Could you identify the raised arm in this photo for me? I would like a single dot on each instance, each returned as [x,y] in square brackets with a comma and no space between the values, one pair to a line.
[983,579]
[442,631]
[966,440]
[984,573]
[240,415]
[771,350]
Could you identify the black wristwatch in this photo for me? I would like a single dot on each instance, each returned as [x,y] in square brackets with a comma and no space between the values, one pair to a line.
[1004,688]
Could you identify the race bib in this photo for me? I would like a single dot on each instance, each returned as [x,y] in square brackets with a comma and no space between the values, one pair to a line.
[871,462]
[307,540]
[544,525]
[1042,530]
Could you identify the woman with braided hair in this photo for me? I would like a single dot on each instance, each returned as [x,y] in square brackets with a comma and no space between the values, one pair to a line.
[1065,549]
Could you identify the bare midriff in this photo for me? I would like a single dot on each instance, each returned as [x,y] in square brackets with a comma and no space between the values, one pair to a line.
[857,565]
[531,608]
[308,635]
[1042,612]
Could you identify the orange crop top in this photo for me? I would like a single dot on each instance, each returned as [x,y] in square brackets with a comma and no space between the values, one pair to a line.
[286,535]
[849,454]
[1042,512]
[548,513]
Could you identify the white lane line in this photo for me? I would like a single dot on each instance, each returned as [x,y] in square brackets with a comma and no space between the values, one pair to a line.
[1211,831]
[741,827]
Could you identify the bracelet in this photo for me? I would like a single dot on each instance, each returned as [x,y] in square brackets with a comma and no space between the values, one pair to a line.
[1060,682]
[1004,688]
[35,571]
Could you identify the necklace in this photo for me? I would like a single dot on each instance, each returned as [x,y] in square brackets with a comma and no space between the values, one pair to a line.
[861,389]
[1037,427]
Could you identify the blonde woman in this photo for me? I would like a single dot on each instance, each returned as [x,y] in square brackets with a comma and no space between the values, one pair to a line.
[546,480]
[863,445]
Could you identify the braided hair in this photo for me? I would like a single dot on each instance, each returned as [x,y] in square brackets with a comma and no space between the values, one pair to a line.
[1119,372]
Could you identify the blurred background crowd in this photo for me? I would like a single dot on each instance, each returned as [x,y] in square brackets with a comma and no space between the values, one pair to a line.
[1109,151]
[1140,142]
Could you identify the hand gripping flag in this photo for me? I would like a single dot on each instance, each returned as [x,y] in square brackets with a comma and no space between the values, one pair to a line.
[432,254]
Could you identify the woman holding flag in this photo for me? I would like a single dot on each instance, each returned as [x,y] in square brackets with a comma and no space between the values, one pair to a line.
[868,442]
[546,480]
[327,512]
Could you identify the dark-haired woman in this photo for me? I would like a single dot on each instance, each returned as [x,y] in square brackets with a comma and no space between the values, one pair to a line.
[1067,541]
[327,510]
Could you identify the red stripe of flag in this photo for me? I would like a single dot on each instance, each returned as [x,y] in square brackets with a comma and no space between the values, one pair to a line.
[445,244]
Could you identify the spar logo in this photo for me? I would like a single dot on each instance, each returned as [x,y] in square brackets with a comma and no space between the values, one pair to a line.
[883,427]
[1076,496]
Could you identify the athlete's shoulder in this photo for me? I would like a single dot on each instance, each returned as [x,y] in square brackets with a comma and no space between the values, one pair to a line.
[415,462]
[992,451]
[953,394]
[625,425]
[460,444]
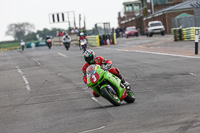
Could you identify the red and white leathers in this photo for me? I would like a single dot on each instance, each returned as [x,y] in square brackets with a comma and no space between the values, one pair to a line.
[100,61]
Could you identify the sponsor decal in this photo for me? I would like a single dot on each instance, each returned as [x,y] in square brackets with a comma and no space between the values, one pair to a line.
[94,78]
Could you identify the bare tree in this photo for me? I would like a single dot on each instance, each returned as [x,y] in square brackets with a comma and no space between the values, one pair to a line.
[20,30]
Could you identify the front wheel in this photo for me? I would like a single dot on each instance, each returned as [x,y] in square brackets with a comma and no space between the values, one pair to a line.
[110,96]
[130,97]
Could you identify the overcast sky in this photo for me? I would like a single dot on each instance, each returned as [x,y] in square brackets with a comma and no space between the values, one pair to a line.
[37,12]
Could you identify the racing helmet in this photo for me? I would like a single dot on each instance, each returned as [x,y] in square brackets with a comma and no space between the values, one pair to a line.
[89,56]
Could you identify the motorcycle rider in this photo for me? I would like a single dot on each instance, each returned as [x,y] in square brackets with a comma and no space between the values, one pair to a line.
[90,58]
[82,36]
[66,40]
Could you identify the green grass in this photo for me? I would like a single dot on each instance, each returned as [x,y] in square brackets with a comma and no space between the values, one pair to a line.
[9,45]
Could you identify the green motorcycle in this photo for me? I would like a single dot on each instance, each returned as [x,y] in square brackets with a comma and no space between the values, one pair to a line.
[108,85]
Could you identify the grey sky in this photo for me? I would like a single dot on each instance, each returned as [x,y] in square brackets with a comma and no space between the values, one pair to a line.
[37,11]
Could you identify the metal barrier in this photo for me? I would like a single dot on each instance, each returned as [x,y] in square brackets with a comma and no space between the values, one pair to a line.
[185,33]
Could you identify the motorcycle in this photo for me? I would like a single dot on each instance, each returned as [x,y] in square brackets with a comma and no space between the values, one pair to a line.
[108,85]
[49,44]
[83,44]
[67,44]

- - -

• _Work task_
Transcribe all entries above exactly. Drop the pictures.

• _Response below_
Could you identify the raised arm in this photo for me? I would like a single dot on each instance, each returned as [x,y] in square brackets with a comma and no space between the values, one pair to a line.
[983,579]
[442,631]
[966,440]
[984,573]
[240,415]
[771,350]
Could you identify the black wristwatch in this photo for me? I would like a single dot on each instance, each returned as [x,y] in square brackets with a comma and no space between the values, one pair to a line.
[1004,688]
Could you identify the race bib in this photo for me? I would like a single dot on each instance, each returned as [x,y] in square brackets with a comma and no space between the values, one pair to a line.
[871,462]
[307,540]
[544,525]
[1042,530]
Could you identify the woman with braided hair in this photo for me? I would like a single dot on each instance, each returned as [x,y] in square brackets with a comma and no space between the values, one pair to a line.
[1065,549]
Could you identify the bare midriff in this photo for me? I would like a single dot on each instance, each returned as [x,y] in square brackets with a comma and no space between the values, one pair to a line.
[857,565]
[531,608]
[308,635]
[1042,612]
Could you identify the orange crop top in this photo for me? I would like a single dot on each instance, each returned as [x,y] in square brackets with a comma and no space between the values, one pair to a line.
[286,535]
[849,454]
[1042,512]
[548,513]
Could you identify the white lane line in this photo for me? I would like a single dot on each instance, each returned as [x,y] in square brackets with a comma and no space between the values, one pair to a line.
[1211,831]
[741,827]
Could you identify the bracelet in this photo for me? I would like a single dot on each instance, each returned as [x,y] in square brackets with a comma and no space between the values, one pair to a line.
[1060,682]
[1004,688]
[35,571]
Could you identify the necklace in this photo for me? I would like a single dot on each instance, each returned as [x,y] in square brackets with a comma and no space between the values, one pair to a line.
[861,389]
[1037,427]
Could you identify the blonde woman in this photo for me? I would like a single dot on each instance, each returned as [x,y] in square brackets with a comma and no space between the values, one pair to a line.
[546,480]
[863,445]
Could you identify the braided hair in this photo for me? I would like a single dot on each instance, each returned as [x,y] in square brackets with a comma and no space between the values, one pair to a line.
[1119,372]
Could you identify the blurred background crowd in this photo for me? I would like a single dot on each instance, each returned as [x,y] in square brackets with a comma and no space between the values, one pair to a line.
[1109,151]
[1140,142]
Could you identify the hand gripping flag in this photo for me? I would like a single dot on each instance, each returned as [x,y] in square brackets with a comma and no space between the values, one pair to a line.
[432,254]
Could you identify the woman holding flag in this photo for me? I would like a single dot on each instance, each returned as [x,y] in square brackets with a comma and no space between the values, one pair to a line.
[868,442]
[546,480]
[327,512]
Could you identify the dark-haired woman in this photo for me? I would like a single dot on each instance, each returned as [x,y] in square brackets with a comma and no space between the values, one pair to a line.
[1067,541]
[327,510]
Could you identify the red stripe of flag in this photo for me? I would like a single dot on each instance, each returned as [x,y] in square brackets with a comma and no space between the values, one pair to a line.
[445,244]
Could you identify the spar logo in this photo for me? I would like a single dot on each instance, each returned as [x,y] in square brackets with a comma and no space between the values, one pair to a line.
[883,427]
[1076,496]
Could you identify the athlete's shoulder in this photo for me? I would like a single dot on each instance, each returned as [x,y] in square brackets with a comma and no space between the values, one pair to a line.
[415,462]
[992,451]
[953,394]
[625,425]
[460,444]
Could you identify the red and white leathers in this photo for me? I would like a single dot on each instance, each returned as [x,y] in square brackets with a comma and no space between the values, one pair to a line.
[100,61]
Could you identify the sponsor decal in this photo for me? I would like a single dot on each instance, each returned as [x,y] in square brackets with a comma and no space between the values, one pair to a line.
[94,78]
Could you identify the bare tree in this photo for me? I would like a single dot on each instance, each returned as [x,y] in square brackets with a comma and no space between the values, one pair to a line.
[20,30]
Could you identify the front wheel in this photo for me? I would like a single dot on each instance, each returned as [x,y] in square brackets with a comma and no space between the values, one pair to a line.
[110,96]
[130,97]
Could you identify the overcast sky in this photo for me? I would like a single dot on each instance, each returned as [x,y] in square brackets with a comma and no space between the values, one pair to a line.
[37,12]
Could you identify the racing helmet in this photo for me? I would like a single dot on each instance, each returned as [x,y] in square brackets with a comma and no space between the values, one pair to a line.
[89,56]
Could you identify the motorcycle rider in this photo for me? I would like a single dot on each instance, each returned as [x,y] in square brackets with a comma and no space between the values, one pair to a line.
[90,58]
[82,36]
[66,40]
Could you identify the green grass in this photo for me? I would like a single dot on each instance, each returned as [x,y] in square brackets with a comma and no space between the values, one pair to a line.
[9,45]
Could you identify the green motorcycle in this photo for me? I would like a single dot on each instance, each returned as [x,y] in square brackets with a comma and no space between the values, one pair to a line.
[108,85]
Could you identify the grey sky in this photo for me? I would like a single dot on each instance, each returned as [x,y] in square brackets with a comma and no space between the values, one pair to a line.
[37,11]
Could you identify the metal barrier in this photo for me? I would like a single dot on each instance, each returned as [x,y] in square brackets with a comma and no space between the values, one pair to a line.
[185,33]
Could you identify the motorcycle in this photo for me? I would like a single dot on each instance, each returned as [x,y] in square brackets with a comma and no space between the values, one pair to a line.
[108,85]
[49,44]
[83,44]
[67,44]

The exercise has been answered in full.